◆ Directions for this task
Copy each line of the data below exactly, leaving out pictures.

### Material provided

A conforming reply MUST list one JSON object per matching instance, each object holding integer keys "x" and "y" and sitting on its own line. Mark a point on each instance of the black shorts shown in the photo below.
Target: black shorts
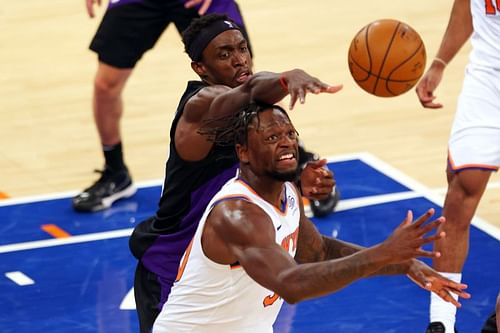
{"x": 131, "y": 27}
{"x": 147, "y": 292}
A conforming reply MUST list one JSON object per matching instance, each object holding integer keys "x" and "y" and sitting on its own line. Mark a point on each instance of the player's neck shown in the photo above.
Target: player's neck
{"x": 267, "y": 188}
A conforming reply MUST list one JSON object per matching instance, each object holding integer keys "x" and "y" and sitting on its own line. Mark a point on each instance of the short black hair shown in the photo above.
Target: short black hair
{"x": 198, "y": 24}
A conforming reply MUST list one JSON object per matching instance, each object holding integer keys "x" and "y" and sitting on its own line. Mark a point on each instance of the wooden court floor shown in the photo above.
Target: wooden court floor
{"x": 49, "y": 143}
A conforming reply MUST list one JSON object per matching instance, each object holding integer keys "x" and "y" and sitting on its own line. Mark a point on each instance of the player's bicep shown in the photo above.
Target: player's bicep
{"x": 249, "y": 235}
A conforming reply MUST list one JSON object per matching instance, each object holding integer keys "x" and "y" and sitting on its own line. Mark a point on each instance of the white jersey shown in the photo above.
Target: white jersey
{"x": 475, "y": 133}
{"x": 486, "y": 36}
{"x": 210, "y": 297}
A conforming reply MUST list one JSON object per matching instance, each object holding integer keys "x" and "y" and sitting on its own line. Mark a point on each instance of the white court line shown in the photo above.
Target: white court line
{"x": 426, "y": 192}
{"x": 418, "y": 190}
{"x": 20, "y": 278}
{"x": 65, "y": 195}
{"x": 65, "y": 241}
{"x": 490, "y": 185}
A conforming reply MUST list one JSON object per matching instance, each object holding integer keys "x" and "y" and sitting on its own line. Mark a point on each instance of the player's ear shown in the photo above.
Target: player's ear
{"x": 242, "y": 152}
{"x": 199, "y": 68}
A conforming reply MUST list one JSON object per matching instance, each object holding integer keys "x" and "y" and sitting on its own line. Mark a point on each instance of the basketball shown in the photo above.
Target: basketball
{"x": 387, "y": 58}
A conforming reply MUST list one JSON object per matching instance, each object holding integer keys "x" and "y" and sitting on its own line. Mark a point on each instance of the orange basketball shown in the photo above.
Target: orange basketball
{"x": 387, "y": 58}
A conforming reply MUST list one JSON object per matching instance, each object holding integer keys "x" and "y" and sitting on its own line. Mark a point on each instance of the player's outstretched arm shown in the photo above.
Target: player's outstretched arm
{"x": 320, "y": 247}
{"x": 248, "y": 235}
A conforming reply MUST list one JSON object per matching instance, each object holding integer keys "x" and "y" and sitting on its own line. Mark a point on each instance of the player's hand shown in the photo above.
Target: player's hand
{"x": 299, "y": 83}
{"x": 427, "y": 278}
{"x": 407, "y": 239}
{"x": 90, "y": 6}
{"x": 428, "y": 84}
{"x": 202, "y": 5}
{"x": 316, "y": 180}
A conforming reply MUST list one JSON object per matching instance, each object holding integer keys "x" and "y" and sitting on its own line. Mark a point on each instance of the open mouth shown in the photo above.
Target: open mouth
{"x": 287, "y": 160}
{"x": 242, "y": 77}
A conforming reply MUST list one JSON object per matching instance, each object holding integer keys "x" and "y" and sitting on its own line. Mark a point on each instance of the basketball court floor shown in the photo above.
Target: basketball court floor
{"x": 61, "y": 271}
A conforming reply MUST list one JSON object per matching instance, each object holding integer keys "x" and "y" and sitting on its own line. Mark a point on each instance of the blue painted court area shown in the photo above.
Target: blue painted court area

######

◆ Exercise solution
A conforming reply MUST list one JSON object per matching instance, each object holding integer keys "x" and "y" and sitting on its own line. Mark a point on each instance of the black shorts shown in the photo below.
Target: black shorts
{"x": 131, "y": 27}
{"x": 147, "y": 292}
A conforming reply MUST list one JSON object per matching instance, each object holding integer keys "x" and "y" and sitting on its own line. Mark a point on each instance of the player's neck shown in the photo above.
Target: player's neck
{"x": 267, "y": 188}
A conforming reply MUST list one JSON object per matching instance, each object holding integer keys "x" and "y" and sitting on its own line. Mark a point on each instance of the short black hair shown in the photo above.
Target: short black hair
{"x": 198, "y": 24}
A conforming reply MUST list one JSON object per matching instance, each object holding integer keys "x" and "y" and sitting on its own line. Mark a point on each instance of the wooden court floor shown in the photo above.
Target: wooden court floor
{"x": 49, "y": 143}
A conforming reply MUST list one JSON object per matching instance, each object holding integer keys "x" and "y" and sitting on its own line. Mark a point on each instance of the player's bicep shown in the photo above.
Target: player's bicep
{"x": 249, "y": 235}
A conforming reply MUST list one JSON object per matching instance, each object holding integer keys "x" and "y" and sitting on its own line. Mark a point on each instance of the white jersey shown in the photo above.
Target: white jersey
{"x": 475, "y": 133}
{"x": 486, "y": 36}
{"x": 210, "y": 297}
A conforming reply MUST list one JSON object per matching instance, each object holding integer keys "x" and "y" and sitting on its own line. Mark a point on each instance of the white court line shown in the photo above.
Target: white court line
{"x": 426, "y": 192}
{"x": 418, "y": 190}
{"x": 20, "y": 278}
{"x": 65, "y": 195}
{"x": 65, "y": 241}
{"x": 490, "y": 185}
A conforming reply MUST list one JSON object per matching instance, each object holding integer keys "x" and "y" and sitting on its own line. Mark a point on each instance of the player's ear shown in the photo above.
Target: player's ear
{"x": 242, "y": 152}
{"x": 199, "y": 68}
A conforming reply MUST list one JSON object per matching instance, each object holding integer keys "x" and "y" and sitting on its own line. Mark a point on each instance of the basketball shown in the photo above.
Target: basketball
{"x": 387, "y": 58}
A conforming reply MUST list one JSON object per matching instance, each object holding integer keys "x" and "y" and sitting on its own line. Mark a point on each instance of the orange basketball shown in the photo above.
Target: orange basketball
{"x": 387, "y": 58}
A conforming reply MUST list one JSON object per matching instance, each object holding integer keys "x" and "y" and sitting on its own line. Mark a point on each instance of the player's outstretched arm shown in the photo above.
Target: player's outstretched arm
{"x": 320, "y": 247}
{"x": 248, "y": 235}
A conforming reply MUST list one JSON object per matching instance, each object holding integer keys "x" and "y" and sitting on its own line. Mark a point on each instance of the player's hand shown in the photo above.
Target: player's hand
{"x": 299, "y": 83}
{"x": 427, "y": 278}
{"x": 407, "y": 239}
{"x": 90, "y": 6}
{"x": 428, "y": 84}
{"x": 202, "y": 5}
{"x": 316, "y": 180}
A conforming reply MUST list one JSON object per matching instance, each object holding integer keys "x" and "y" and sitting on its own line. Mark a point on each instance of the open mouth shown in the photo above.
Target: open mouth
{"x": 287, "y": 160}
{"x": 242, "y": 77}
A conforming reply MUST list one JSON object per matching instance, each object holding integer keys "x" and "y" and sitting on its own line. Mark a point on each instance of the basketball court floor shown in the photo above.
Target: basketball court floor
{"x": 61, "y": 271}
A conforming reply MUST list one JSON object per matching instance, each object holding integer keys "x" and "y" and sitting on its own line. Mark a point on each instance of the blue painted court area shown in the photo above.
Target: blue painted court area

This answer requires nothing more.